クリニックの医師によりますと患者の多くは10代から30代の若い世代で、いずれも3回目のワクチンを接種していなかったということです。

患者は声をそろえて、「のどが焼けるようにいたい」「つばが飲み込めない」などとのどの症状を訴えているといいます。

今月16日に往診した14歳の男子中学生も「これまでに経験したことがないほどのどが痛い」とのどに強い痛みを訴え、食事も固形物は食べられないということでした。

この患者も2回目のワクチン接種からおよそ5か月が経過し、3回目は未接種でした。

クリニックではことし1月から往診した65人の患者のほとんどが3回目の接種を受けていないか、一度も接種していないかだったということです。

関谷幸世医師「大型連休前にワクチン接種を」

「Green Forest代官山クリニック」の関谷幸世医師は「再び往診の件数が少しずつ増えていて、のどに激烈な症状を訴えて生活に支障が出ているケースが多い。人の動きが増える大型連休の前に早めにワクチン接種を検討してほしい」と話していました。

3回目接種 全人口の半数近くも20代、30代は3割下回る

国内で新型コロナウイルスのワクチンを3回接種した人は全人口の半数近い48.2%となりました。

政府が18日公表した最新の状況によりますと、国内で新型コロナウイルスワクチンの3回目の接種を受けた人は6106万1041人で全人口の48.2%となりました。

3回目の接種率を年代別でみると70代以上では80%を超え、60代では70%を超えました。

一方、20代は26.9%、30代では29.5%と3割を下回っています。

また、40代は38.3%、50代では56.8%でした。

また、ワクチンを1回接種した人は合わせて1億292万8875人で全人口の81.3%、2回目の接種を終えた人は1億112万8009人で全人口の79.9%です。

このうち、5歳から11歳の子どもを対象にした接種で1回目を受けた人は76万492人で全体の10.3%、2回目の接種を受けた人は34万2832人で全体の4.6%です。

実際はこれ以上に接種が進んでいる可能性があり、今後、増加することがあります。

全人口にはワクチン接種の対象年齢に満たない子どもも含みます。

職域接種 予定数は確保の半分程度

若い世代に対する新型コロナウイルスワクチンの3回目の接種を促そうと厚生労働省は企業や大学などが行う職域接種の活用を進めていますが現在予定されている職域接種での接種数は確保したワクチンの半分程度にとどまっていることがわかりました。

3回目ワクチンの接種率は20代と30代は30%弱と若い世代で低い傾向が続いていて厚生労働省は職域接種で2回目までより多い1200万回分のワクチンを確保していわゆる現役世代への接種を促しています。

しかし、開始からおよそ2か月がたった18日時点で、厚生労働省に申請された職域接種の計画は全国でおよそ585万回と確保量の半分程度にとどまっていることがわかりました。

▸ データ内容

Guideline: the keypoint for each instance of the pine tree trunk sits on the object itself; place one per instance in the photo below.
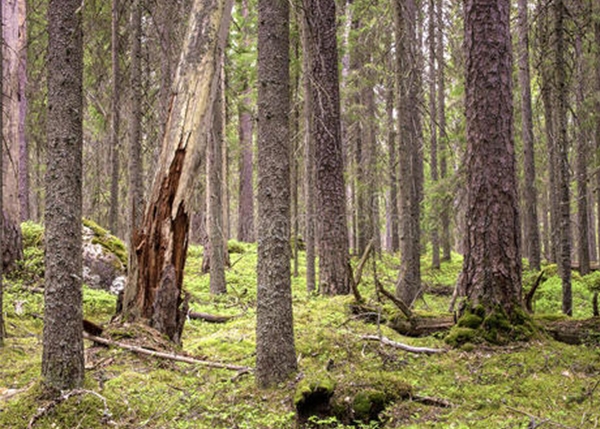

▸ 課題
ワクチン接種の記事を「今月16日に往診した14歳の」を含む箇所から書き出し、「ないかだったということです。」の後で止めよ。その範囲にある「男子中学生」は「男子高校生」に改めること。

▸ 解答
今月16日に往診した14歳の男子高校生も「これまでに経験したことがないほどのどが痛い」とのどに強い痛みを訴え、食事も固形物は食べられないということでした。

この患者も2回目のワクチン接種からおよそ5か月が経過し、3回目は未接種でした。

クリニックではことし1月から往診した65人の患者のほとんどが3回目の接種を受けていないか、一度も接種していないかだったということです。